--- START OF Passage ---
[comp.lang.misc] Re^2: Closures

kers@hplb.hpl.hp.com (Chris Dollin) (01/22/91)

Ken Dickey writes:

   ldo@waikato.ac.nz (Lawrence D'Oliveiro, Waikato University) writes:

   >The only surviving language I know of that implements a proper
   >closure facility is POP-11. Some LISP hackers seem to think they've got
   >closures too, but they haven't--all they've got is an almost-as-useful
   >kludge that requires call frames to be allocated on the heap.

   Try Scheme and Common Lisp.  There are some very good compilers in
   both camps which typically use stack frames and allocate only on the
   heap where needed.  Note that closures which may be captured (e.g. in
   global variables) are required to be heap allocated--or you don't have
   the power of full closures.

Ken (and others) seem to have fallen into the accidental terminological trap
that Lawrence has set. In Pop, the term "closure" has traditionally meant a
procedure created by partially applying some given to procedure to some
collection of arguments. Partial application has a concrete syntax like a
decorated procedure call (see below). As a (trivial) example, if we 

    define pr_them( x, y ); lvars x, y;
        pr( x );
        pr( y )
--- END OF Passage ---
--- START OF Information given ---
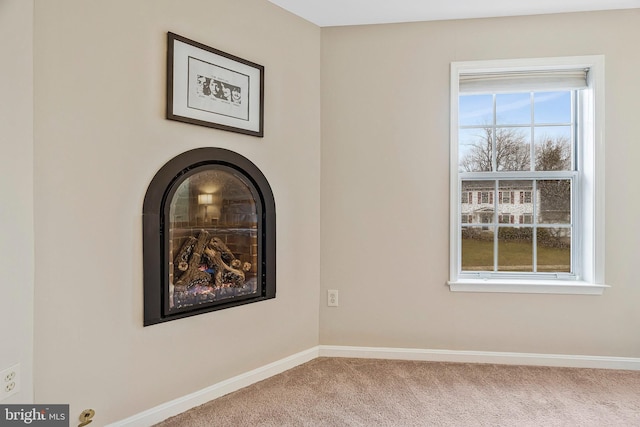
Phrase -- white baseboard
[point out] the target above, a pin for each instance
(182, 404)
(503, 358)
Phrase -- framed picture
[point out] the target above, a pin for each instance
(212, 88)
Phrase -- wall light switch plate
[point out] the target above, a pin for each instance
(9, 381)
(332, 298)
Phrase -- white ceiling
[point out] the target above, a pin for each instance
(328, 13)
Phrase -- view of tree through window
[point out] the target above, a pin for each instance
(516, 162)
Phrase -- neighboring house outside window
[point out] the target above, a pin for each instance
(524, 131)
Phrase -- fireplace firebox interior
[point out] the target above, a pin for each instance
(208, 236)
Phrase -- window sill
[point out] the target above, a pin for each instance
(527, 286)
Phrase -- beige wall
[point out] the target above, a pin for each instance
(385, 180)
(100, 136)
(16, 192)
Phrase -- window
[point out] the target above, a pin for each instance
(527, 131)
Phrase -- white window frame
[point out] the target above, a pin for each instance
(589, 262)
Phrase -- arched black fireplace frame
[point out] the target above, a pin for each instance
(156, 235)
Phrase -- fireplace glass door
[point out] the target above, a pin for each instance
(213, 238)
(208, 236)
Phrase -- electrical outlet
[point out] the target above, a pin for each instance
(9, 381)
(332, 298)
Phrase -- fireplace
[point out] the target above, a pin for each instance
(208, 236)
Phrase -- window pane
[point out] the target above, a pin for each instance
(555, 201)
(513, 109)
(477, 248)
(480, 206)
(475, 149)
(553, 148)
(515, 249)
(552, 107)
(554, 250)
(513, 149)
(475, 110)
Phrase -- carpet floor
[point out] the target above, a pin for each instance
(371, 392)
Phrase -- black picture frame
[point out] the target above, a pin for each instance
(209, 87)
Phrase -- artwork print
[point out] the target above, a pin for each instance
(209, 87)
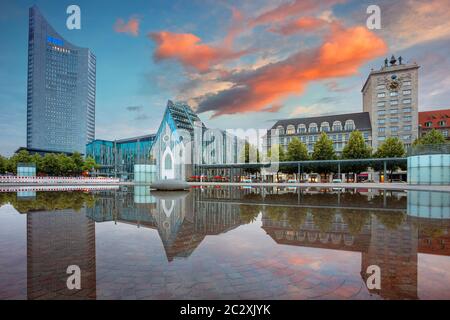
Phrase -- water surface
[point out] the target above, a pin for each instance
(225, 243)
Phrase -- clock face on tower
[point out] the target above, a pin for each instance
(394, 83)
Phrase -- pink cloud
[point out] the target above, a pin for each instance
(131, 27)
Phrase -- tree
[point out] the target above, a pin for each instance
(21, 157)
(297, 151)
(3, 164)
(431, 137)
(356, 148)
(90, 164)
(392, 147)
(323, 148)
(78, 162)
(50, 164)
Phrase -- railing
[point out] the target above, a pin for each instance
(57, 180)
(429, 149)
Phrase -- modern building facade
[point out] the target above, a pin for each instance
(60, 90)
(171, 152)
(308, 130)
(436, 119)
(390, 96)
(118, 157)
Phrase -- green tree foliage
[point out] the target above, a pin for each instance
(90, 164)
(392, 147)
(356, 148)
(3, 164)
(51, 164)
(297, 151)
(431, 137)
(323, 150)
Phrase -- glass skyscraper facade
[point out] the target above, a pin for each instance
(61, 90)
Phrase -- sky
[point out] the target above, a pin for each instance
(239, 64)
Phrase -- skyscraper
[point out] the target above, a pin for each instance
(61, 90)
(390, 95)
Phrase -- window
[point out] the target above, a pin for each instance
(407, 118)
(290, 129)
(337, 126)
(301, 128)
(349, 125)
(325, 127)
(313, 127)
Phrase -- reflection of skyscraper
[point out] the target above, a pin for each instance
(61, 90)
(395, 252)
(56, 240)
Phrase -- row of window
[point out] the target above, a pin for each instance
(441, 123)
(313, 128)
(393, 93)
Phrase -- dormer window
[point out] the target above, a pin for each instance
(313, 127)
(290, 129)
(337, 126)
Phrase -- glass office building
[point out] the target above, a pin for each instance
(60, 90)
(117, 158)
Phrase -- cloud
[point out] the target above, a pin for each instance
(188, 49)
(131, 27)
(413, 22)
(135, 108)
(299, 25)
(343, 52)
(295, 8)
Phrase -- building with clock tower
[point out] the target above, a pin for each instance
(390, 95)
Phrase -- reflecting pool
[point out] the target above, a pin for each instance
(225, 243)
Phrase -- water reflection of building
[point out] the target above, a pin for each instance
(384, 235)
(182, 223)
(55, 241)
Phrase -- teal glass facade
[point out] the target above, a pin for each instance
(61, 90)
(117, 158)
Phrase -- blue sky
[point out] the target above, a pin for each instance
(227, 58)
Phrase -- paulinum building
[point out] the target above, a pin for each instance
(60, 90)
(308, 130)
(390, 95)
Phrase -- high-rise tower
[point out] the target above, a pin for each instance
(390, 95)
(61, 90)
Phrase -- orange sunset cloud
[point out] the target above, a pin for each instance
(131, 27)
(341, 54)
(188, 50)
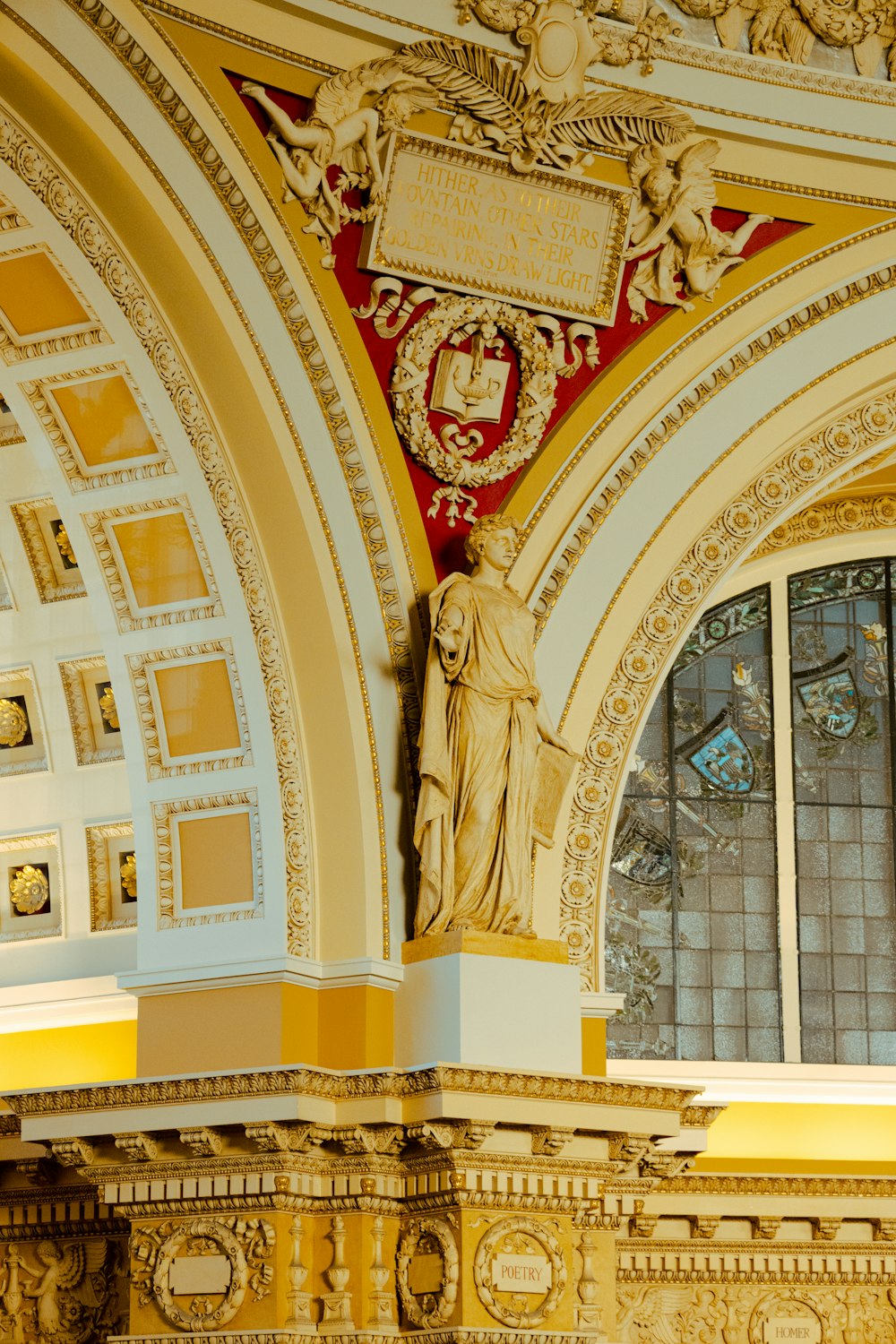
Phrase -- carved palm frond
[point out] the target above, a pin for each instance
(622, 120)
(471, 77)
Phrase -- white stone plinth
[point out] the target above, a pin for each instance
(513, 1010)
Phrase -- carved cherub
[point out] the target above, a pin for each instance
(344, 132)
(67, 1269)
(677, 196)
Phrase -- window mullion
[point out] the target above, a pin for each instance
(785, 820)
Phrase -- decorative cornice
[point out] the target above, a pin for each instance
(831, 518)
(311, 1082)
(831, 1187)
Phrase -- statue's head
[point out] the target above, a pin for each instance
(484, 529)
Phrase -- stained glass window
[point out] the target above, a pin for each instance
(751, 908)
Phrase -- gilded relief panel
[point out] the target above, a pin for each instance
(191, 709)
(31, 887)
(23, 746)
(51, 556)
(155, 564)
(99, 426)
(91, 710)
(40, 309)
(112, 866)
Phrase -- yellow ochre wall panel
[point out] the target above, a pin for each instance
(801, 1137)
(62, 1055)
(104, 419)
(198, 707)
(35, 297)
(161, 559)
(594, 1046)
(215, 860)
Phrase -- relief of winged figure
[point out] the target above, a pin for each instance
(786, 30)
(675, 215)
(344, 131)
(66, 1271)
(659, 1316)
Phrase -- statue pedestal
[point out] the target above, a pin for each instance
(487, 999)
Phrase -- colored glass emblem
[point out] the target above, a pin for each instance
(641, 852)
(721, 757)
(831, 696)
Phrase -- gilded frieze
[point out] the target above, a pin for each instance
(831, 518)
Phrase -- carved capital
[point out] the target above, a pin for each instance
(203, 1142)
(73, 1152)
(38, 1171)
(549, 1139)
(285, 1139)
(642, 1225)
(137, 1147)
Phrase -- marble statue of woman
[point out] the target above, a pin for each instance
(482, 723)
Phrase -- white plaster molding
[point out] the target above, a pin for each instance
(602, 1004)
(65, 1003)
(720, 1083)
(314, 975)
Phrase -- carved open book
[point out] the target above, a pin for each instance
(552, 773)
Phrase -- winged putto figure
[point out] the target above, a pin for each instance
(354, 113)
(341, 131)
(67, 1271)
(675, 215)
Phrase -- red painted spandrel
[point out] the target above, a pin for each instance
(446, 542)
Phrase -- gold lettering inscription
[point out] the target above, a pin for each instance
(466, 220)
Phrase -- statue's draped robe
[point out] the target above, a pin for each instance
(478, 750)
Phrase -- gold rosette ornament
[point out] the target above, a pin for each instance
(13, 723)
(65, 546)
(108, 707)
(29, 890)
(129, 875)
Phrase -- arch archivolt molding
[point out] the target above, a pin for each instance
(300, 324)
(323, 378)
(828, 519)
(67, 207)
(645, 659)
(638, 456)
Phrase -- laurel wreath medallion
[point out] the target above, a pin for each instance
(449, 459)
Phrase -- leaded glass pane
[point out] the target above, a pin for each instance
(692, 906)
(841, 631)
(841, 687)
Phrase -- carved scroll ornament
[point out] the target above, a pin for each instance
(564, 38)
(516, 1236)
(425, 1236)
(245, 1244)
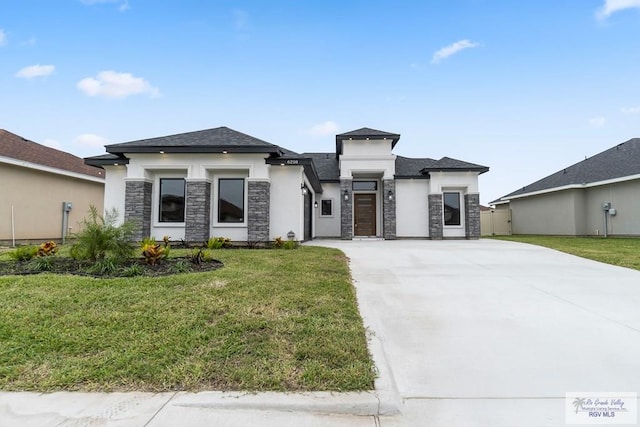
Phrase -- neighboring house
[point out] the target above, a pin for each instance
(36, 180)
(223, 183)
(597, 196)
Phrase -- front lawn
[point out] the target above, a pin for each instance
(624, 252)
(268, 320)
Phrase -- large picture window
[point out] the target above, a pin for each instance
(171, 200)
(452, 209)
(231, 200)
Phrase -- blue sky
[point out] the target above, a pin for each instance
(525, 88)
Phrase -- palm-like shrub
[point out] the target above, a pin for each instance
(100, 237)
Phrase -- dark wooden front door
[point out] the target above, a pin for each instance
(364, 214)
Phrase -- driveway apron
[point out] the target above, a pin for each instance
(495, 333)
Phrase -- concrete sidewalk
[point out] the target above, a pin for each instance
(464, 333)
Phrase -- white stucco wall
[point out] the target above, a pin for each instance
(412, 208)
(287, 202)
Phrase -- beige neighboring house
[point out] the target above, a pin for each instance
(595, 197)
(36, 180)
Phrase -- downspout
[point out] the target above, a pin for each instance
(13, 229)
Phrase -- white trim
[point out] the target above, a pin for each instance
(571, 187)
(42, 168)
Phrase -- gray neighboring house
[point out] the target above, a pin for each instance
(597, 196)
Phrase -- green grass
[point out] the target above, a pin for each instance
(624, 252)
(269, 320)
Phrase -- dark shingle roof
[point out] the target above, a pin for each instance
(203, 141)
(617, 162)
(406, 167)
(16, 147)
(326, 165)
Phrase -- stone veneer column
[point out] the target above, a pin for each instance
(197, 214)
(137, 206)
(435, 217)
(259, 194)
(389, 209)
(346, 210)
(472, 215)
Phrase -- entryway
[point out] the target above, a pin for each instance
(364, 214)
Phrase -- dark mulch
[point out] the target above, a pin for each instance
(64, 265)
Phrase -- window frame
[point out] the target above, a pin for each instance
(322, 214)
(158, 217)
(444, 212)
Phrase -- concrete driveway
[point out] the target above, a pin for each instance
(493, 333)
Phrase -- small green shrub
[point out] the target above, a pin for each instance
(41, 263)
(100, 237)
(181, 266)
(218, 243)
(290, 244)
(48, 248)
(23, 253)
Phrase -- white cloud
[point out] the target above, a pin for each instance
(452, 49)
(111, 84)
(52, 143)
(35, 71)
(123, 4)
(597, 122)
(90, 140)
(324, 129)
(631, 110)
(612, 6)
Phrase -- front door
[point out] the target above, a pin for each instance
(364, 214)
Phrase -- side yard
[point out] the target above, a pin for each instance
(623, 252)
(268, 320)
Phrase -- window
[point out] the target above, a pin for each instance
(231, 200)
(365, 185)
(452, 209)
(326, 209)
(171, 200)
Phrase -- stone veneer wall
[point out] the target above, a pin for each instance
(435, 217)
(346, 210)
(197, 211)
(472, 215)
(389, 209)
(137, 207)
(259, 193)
--- END OF Information given ---
**Short problem:** Please condense the paragraph in the closures post that begins "Try Scheme and Common Lisp" into a short bulleted list that keeps its main facts.

**Solution to this task:**
- Scheme and Common Lisp are suggested as alternatives.
- Both have some very good compilers that typically use stack frames and allocate on the heap only where needed.
- Closures that may be captured (for example, in global variables) must be heap-allocated; otherwise you lack the power of full closures.